What you will do: Continue the bibimbap recipe below after its last sentence. The entries that follow it are not part of this task.

Text under study:
----
Korean restaurants will often serve bibimbap in a hot stone pot, which crisps up the rice. Since I don't have one, I simply wok-fried some day old rice with garlic until it was slightly crispy. I arranged all my veggies over a bed of this garlic rice, and added my homemade kimchi and gochujang sauce. I also added sliced avocado – a bit nontraditional, but in my view, there is nothing that can't be improved with the addition of avocado!
This dish was divine! It's certainly going into my regular dinner rotation. It is somewhat time-consuming to prep and individually stir-fry the ingredients, so next time I'll probably double the recipes so that I can enjoy leftovers for a few days at a time.
- 1 large zucchini, julienned
- 1 large carrot, julienned
- 2 cups mung bean sprouts
- 2 cups shiitake mushrooms, thinly sliced
- 1 teaspoon soy sauce
- sesame oil, to fry
- salt and pepper, to taste
In a wok over high heat, stir-fry veggies in batches with a drizzle of sesame oil. Stir-fry zucchini, carrots and mung beans for several minutes until wilted, seasoning with salt and pepper to taste. Stir-fry shiitake mushrooms for longer; they will shrink and release a lot of moisture within a few minutes. Continue stir-frying until the excess moisture cooks off, then add soy sauce and cook for an additional minute or so, till mushrooms have soaked up sauce.
- 2 cups cooked white rice, preferably cold or day-old
- 1 tablespoon vegan butter
- 1 tablespoon minced garlic
- salt and pepper, to taste
Heat a wok over high heat. Melt vegan butter and stir-fry garlic or 10-15 seconds, until fragrant (careful not to let it burn). Add rice and continue to stir-fry for 5-8 minutes, until rice becomes slightly golden-brown. Add salt and pepper to taste.
----
Records shown:
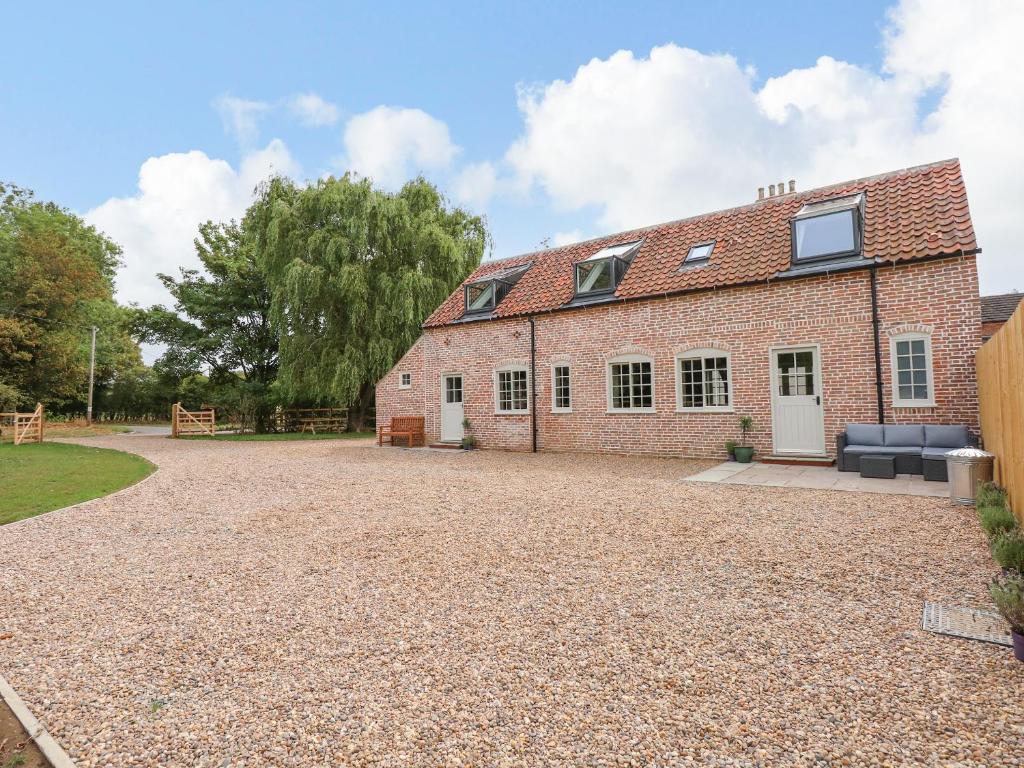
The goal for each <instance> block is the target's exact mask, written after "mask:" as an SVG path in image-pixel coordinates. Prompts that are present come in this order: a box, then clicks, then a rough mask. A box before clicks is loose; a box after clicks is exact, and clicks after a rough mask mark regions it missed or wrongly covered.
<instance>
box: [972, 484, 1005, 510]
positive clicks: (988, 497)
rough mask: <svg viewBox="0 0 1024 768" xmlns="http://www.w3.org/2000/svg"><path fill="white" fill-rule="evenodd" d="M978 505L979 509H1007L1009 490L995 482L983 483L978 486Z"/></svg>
mask: <svg viewBox="0 0 1024 768" xmlns="http://www.w3.org/2000/svg"><path fill="white" fill-rule="evenodd" d="M976 504H977V506H978V508H979V509H981V508H982V507H1006V506H1007V489H1006V488H1005V487H1002V486H1001V485H999V484H998V483H995V482H991V481H989V482H983V483H981V485H979V486H978V497H977V499H976Z"/></svg>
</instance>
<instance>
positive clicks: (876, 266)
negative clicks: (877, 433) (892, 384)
mask: <svg viewBox="0 0 1024 768" xmlns="http://www.w3.org/2000/svg"><path fill="white" fill-rule="evenodd" d="M879 327H880V323H879V268H878V266H877V265H874V264H872V265H871V329H872V331H873V336H874V397H876V401H877V402H878V409H879V424H885V423H886V403H885V400H884V398H883V392H882V336H881V332H880V328H879Z"/></svg>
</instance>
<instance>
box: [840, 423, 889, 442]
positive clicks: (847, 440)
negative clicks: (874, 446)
mask: <svg viewBox="0 0 1024 768" xmlns="http://www.w3.org/2000/svg"><path fill="white" fill-rule="evenodd" d="M882 439H883V434H882V425H881V424H847V425H846V441H847V442H848V443H851V444H857V445H882V444H883V442H882Z"/></svg>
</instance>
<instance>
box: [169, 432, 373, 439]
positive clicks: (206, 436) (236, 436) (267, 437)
mask: <svg viewBox="0 0 1024 768" xmlns="http://www.w3.org/2000/svg"><path fill="white" fill-rule="evenodd" d="M373 436H375V433H374V432H321V433H319V434H313V433H312V432H267V433H265V434H253V433H251V432H246V433H245V434H218V435H217V436H216V437H210V436H208V435H182V436H181V438H180V439H182V440H236V441H249V440H351V439H353V438H356V437H373Z"/></svg>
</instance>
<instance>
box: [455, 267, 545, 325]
mask: <svg viewBox="0 0 1024 768" xmlns="http://www.w3.org/2000/svg"><path fill="white" fill-rule="evenodd" d="M529 266H530V265H529V264H518V265H516V266H509V267H505V268H504V269H498V270H496V271H494V272H490V273H489V274H486V275H484V276H483V278H482V279H480V280H478V281H476V282H474V283H468V284H467V285H466V287H465V288H464V289H463V291H464V296H465V300H466V314H481V313H483V312H492V311H494V310H495V309H496V308H497V307H498V305H499V304H501V303H502V299H504V298H505V297H506V296H507V295H508V292H509V291H511V290H512V286H514V285H515V284H516V283H518V282H519V279H520V278H521V276H522V275H523V274H525V273H526V270H527V269H529Z"/></svg>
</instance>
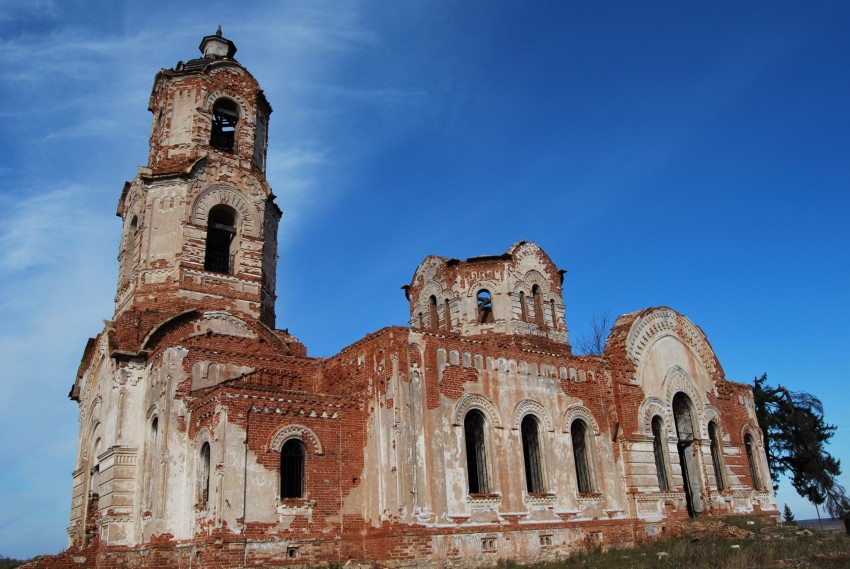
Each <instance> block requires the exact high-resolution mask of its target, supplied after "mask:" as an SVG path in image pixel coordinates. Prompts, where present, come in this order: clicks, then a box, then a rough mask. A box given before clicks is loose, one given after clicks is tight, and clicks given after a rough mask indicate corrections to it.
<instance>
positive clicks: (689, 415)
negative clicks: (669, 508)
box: [673, 392, 704, 516]
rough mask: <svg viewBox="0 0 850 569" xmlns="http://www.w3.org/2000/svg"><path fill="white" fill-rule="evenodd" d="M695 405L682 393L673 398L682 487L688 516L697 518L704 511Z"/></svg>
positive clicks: (673, 416)
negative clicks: (695, 442)
mask: <svg viewBox="0 0 850 569" xmlns="http://www.w3.org/2000/svg"><path fill="white" fill-rule="evenodd" d="M693 408H694V406H693V403H692V402H691V399H690V397H688V396H687V395H685V394H684V393H682V392H679V393H677V394H676V395H675V396H674V397H673V418H674V420H675V422H676V437H677V439H678V440H677V442H676V448H677V450H678V451H679V466H680V467H681V469H682V486H684V488H685V499H686V500H687V503H688V515H690V516H695V515H697V514H699V513H701V512H702V511H703V510H704V506H703V502H702V477H701V476H700V469H699V462H698V461H697V453H698V452H699V448H698V446H697V445H695V444H694V443H695V442H696V441H697V436H696V433H697V429H696V426H695V424H694V413H693Z"/></svg>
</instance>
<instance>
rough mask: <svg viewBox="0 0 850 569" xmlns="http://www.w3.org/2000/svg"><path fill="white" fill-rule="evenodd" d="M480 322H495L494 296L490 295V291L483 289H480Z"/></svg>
mask: <svg viewBox="0 0 850 569" xmlns="http://www.w3.org/2000/svg"><path fill="white" fill-rule="evenodd" d="M477 303H478V322H480V323H481V324H490V323H492V322H493V320H494V319H493V298H492V297H491V296H490V291H489V290H486V289H483V288H482V289H481V290H479V291H478V296H477Z"/></svg>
----
Written answer:
BBQ Soy Curls
- 1/2 (8 oz) bag soy curls
- 1/4 cup BBQ sauce
Boil water and pour over soy curls to cover. Allow to soak for 5-10 minutes. Drain and rinse with cool water, then wrap in a clean tea towel (or place in a nut milk bag) and wring out as much extra liquid as possible.
Heat a nonstick wok or skillet over medium-high heat and stir-fry hydrated soy curls until golden-brown (use a little bit of oil if necessary to keep from sticking). Reduce heat to low and pour on BBQ sauce. Keep cooking, stirring constantly, until BBQ sauce thickens and becomes a glaze on the soy curls.
Sweet & Spicy Gochujang Sauce
- 4 tablespoons gochujang
- 1 tablespoon reduced-sodium soy sauce
- 2 tablespoon brown sugar
- 1 tablespoon rice vinegar
- 1 tablespoon toasted sesame oil
- 1 clove garlic, minced
- 1 tablespoon toasted sesame seeds
- 1-2 tablespoons water
Whisk together all ingredients, adding water as needed to reach desired consistency.